DESCRIPTION OF THE TASK.
Don't include any picture when you restate the data word for word.

DATA SUPPLIED.
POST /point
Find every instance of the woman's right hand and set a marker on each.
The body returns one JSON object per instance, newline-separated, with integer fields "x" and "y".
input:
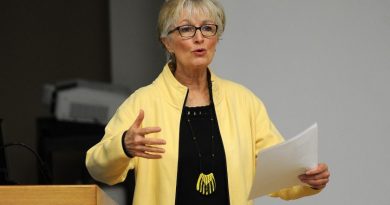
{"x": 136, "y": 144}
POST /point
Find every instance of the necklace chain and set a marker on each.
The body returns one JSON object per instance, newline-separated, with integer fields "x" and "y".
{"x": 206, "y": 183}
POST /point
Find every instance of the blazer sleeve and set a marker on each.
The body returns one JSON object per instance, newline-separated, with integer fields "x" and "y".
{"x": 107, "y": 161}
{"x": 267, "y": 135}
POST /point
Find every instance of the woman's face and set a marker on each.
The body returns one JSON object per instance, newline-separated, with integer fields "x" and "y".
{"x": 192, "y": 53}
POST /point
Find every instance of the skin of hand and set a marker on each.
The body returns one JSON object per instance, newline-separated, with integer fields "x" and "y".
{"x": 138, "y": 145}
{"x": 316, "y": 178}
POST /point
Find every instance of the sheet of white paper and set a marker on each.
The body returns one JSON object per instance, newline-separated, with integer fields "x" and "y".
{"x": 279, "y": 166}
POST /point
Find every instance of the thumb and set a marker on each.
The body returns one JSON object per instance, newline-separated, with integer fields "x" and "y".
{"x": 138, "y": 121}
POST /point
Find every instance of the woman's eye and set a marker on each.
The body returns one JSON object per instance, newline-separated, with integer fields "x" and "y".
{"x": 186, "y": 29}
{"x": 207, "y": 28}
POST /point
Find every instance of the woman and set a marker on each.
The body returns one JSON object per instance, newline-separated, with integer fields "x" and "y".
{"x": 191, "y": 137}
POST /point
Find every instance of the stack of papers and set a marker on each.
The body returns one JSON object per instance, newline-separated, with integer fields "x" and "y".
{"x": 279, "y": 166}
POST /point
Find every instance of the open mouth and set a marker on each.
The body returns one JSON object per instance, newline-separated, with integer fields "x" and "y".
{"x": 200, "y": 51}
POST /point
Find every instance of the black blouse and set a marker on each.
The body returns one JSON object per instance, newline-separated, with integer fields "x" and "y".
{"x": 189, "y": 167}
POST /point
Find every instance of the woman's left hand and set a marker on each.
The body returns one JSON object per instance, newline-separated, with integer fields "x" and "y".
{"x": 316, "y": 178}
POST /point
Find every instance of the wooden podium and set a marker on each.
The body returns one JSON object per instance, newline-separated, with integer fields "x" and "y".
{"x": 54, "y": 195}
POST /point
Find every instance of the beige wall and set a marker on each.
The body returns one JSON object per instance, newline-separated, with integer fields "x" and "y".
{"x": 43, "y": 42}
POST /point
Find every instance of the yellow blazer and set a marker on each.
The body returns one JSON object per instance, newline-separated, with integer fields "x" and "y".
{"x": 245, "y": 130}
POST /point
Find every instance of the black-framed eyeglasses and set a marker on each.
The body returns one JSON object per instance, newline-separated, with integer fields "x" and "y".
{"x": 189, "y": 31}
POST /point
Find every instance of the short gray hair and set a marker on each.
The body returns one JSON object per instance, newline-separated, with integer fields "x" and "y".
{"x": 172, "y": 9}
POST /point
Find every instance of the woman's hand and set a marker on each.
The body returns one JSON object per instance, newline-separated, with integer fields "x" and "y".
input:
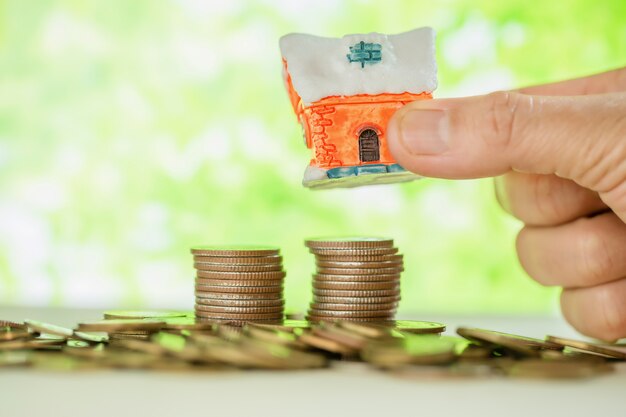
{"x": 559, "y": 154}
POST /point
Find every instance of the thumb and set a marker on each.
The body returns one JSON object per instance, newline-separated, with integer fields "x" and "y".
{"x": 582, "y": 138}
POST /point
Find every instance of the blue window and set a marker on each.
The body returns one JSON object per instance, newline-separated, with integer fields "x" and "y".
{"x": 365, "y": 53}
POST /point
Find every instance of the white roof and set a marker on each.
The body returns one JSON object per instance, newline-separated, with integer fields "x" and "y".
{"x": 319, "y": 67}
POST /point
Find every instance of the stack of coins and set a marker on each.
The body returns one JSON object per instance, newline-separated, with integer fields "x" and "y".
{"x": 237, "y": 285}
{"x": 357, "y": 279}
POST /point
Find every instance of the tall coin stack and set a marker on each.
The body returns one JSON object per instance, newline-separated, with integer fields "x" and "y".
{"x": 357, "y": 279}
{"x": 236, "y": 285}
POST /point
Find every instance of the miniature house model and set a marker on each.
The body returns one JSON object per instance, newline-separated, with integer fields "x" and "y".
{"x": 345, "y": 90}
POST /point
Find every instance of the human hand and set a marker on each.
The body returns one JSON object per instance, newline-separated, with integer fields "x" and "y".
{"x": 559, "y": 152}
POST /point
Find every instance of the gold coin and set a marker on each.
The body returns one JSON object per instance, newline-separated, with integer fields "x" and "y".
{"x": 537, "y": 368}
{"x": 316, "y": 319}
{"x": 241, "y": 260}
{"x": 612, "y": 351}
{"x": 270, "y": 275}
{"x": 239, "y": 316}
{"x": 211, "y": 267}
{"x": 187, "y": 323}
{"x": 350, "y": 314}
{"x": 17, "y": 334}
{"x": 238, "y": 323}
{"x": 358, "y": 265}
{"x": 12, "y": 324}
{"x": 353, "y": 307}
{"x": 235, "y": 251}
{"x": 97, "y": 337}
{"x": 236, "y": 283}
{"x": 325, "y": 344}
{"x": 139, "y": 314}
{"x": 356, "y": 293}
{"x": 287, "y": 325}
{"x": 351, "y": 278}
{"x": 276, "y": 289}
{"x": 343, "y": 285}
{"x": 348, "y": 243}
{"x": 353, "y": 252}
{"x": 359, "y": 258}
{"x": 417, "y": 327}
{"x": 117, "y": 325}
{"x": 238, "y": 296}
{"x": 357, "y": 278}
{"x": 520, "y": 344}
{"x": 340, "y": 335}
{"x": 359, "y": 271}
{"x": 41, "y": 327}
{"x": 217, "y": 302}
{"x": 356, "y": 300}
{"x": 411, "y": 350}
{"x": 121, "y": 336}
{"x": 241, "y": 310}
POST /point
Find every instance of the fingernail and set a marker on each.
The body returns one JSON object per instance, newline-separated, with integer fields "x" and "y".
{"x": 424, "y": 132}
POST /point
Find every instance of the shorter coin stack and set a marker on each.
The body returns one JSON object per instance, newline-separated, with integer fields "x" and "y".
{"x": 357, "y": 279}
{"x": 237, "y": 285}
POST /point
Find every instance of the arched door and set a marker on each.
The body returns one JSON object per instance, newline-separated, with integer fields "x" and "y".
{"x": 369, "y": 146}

RESPONSE.
POST /point
Find every instance of the woman's right hand and set a marker on each.
The body returns one JSON object per instance, newline-separated, with integer fields "x" and "y".
input:
{"x": 136, "y": 144}
POST /point
Find every instance of the necklace chain and set a marker on each.
The body returns one JSON object per instance, newline-separated, with integer fields "x" and "y".
{"x": 206, "y": 183}
POST /point
Find every instance of the blazer sleeve and set a marker on each.
The body returns one JSON object per instance, newline-separated, with integer fields "x" and "y".
{"x": 107, "y": 161}
{"x": 267, "y": 135}
POST /point
Find every instance of the woman's face and set a marker on each.
The body returns one JSON object per instance, newline-separated, with integer fields "x" and "y".
{"x": 192, "y": 53}
POST /point
Find every instance of the skin of hand and set a marker on each.
The body returns one JSON object per instance, newline-separated, with integer fields "x" and "y".
{"x": 138, "y": 145}
{"x": 316, "y": 178}
POST /point
Find every instance of the sheet of white paper and set a marker on each.
The body returns one JSON object per instance, newline-separated, with integer fields "x" and "y".
{"x": 279, "y": 166}
POST /point
Find every instance of the thumb and set a marker on each.
The body returns one JSON object per instance, newline-separated, with integer fields "x" and "y".
{"x": 138, "y": 121}
POST /point
Find every instance of the woman's eye and set a marker on each.
The body returns one JSON object per instance, newline-separated, with integer fields "x" and "y".
{"x": 186, "y": 29}
{"x": 207, "y": 28}
POST /point
Find every instance of the woman and set a marker on each.
The body returns one JSON object per instance, newline-separated, with integer fields "x" and "y".
{"x": 191, "y": 137}
POST /point
Find every instance of the stack of papers and set a marker on each.
The body returns one JSON object per instance, newline-separated, with integer fields "x" and "y".
{"x": 279, "y": 166}
POST /point
Find every instance of the open mouth and set a marker on each.
The body returns one JSON object per instance, newline-separated, with integer fields "x" and "y".
{"x": 200, "y": 51}
POST /point
Find every instance of the black blouse and set a marker on each.
The body returns one JSON object per instance, newline-separated, with integer fields "x" and "y".
{"x": 189, "y": 167}
POST /point
Find every instance of the woman's left hand and set a marker on each.
The body returns one JSON object per instance, newline-separated, with integer fields "x" and "y".
{"x": 316, "y": 178}
POST /point
Find every instance of the wooden podium and set a marker on each.
The body returns one JSON object per instance, newline-separated, with integer fields "x" and "y".
{"x": 54, "y": 195}
POST /point
Find every instance of the beige wall and set a marker on each.
The body returns one JSON object per instance, newline-separated, with integer fields "x" and "y".
{"x": 43, "y": 42}
POST /point
Find every instance of the yellow blazer and set a marker on each.
The body returns one JSON object per instance, newline-separated, with integer fields "x" and "y".
{"x": 245, "y": 130}
POST /point
Find every instance of the black-framed eyeglasses and set a marker on each.
The body returns one JSON object per instance, newline-separated, with integer fields "x" and "y".
{"x": 189, "y": 31}
POST /point
Find every instance of the short gray hair and set a marker on each.
The body returns one JSON object per instance, newline-separated, with integer fields "x" and "y".
{"x": 172, "y": 9}
POST /point
Find every instance of the woman's hand and set a marker on each.
The body returns one JSON object per instance, newline-separated, with integer fields "x" and "y".
input:
{"x": 559, "y": 154}
POST /point
Find every instance of the thumb and set a marker on each.
The body returns one JSON object per instance, newline-separated, with integer fields "x" and "y".
{"x": 582, "y": 138}
POST /point
Find every instance of the blue window and set a marker on each.
The body returns one JSON object per instance, newline-separated, with integer fields "x" and "y".
{"x": 365, "y": 53}
POST /point
Find every instance of the white roof and set a marker on each.
The body returns one JSON object per instance, newline-separated, with integer fields "x" and "y".
{"x": 319, "y": 67}
POST /point
Find every instance of the stack of coins and set a marker on each.
The body returns one JSON object per instance, newline-separated, with integer fields "x" and "y".
{"x": 237, "y": 285}
{"x": 357, "y": 279}
POST /point
Find every instance of the tall coin stack and set a marker on each.
The body returns one JSON object per instance, newline-separated, with integer fields "x" and "y".
{"x": 357, "y": 279}
{"x": 236, "y": 285}
POST /point
Find every instance of the miniature house model and set a marker on each.
The body returns one JSON object per instance, newline-separated, with integer fields "x" and "y".
{"x": 345, "y": 90}
POST /point
Find every instance of the human hand and set a marker on each.
The body returns one JSON object per instance, newline-separated, with integer fields "x" and "y".
{"x": 559, "y": 152}
POST /point
Find every instance of the gold coin and set a marker on each.
The body returns one JSON object per instance, newline-separated, with integer fields "x" and "y".
{"x": 537, "y": 368}
{"x": 316, "y": 319}
{"x": 241, "y": 260}
{"x": 612, "y": 351}
{"x": 270, "y": 275}
{"x": 239, "y": 316}
{"x": 211, "y": 267}
{"x": 187, "y": 323}
{"x": 350, "y": 314}
{"x": 17, "y": 334}
{"x": 238, "y": 323}
{"x": 358, "y": 265}
{"x": 12, "y": 324}
{"x": 353, "y": 307}
{"x": 235, "y": 251}
{"x": 97, "y": 337}
{"x": 236, "y": 283}
{"x": 325, "y": 344}
{"x": 139, "y": 314}
{"x": 356, "y": 293}
{"x": 287, "y": 325}
{"x": 351, "y": 278}
{"x": 276, "y": 289}
{"x": 343, "y": 285}
{"x": 348, "y": 243}
{"x": 353, "y": 252}
{"x": 359, "y": 258}
{"x": 417, "y": 327}
{"x": 117, "y": 325}
{"x": 238, "y": 296}
{"x": 357, "y": 278}
{"x": 520, "y": 344}
{"x": 340, "y": 335}
{"x": 359, "y": 271}
{"x": 41, "y": 327}
{"x": 217, "y": 302}
{"x": 356, "y": 300}
{"x": 411, "y": 350}
{"x": 121, "y": 336}
{"x": 241, "y": 310}
POST /point
Find every instance of the fingernail and set a marker on each.
The body returns one JSON object per instance, newline-separated, with integer fields "x" and "y".
{"x": 424, "y": 132}
POST /point
Find every instance of the shorter coin stack and set a marker on each.
The body returns one JSON object per instance, newline-separated, with integer fields "x" and "y".
{"x": 357, "y": 279}
{"x": 237, "y": 285}
POST /point
Find every instance of the arched door and set a marker on each.
The body returns one JSON object per instance, newline-separated, with integer fields "x" and "y".
{"x": 369, "y": 146}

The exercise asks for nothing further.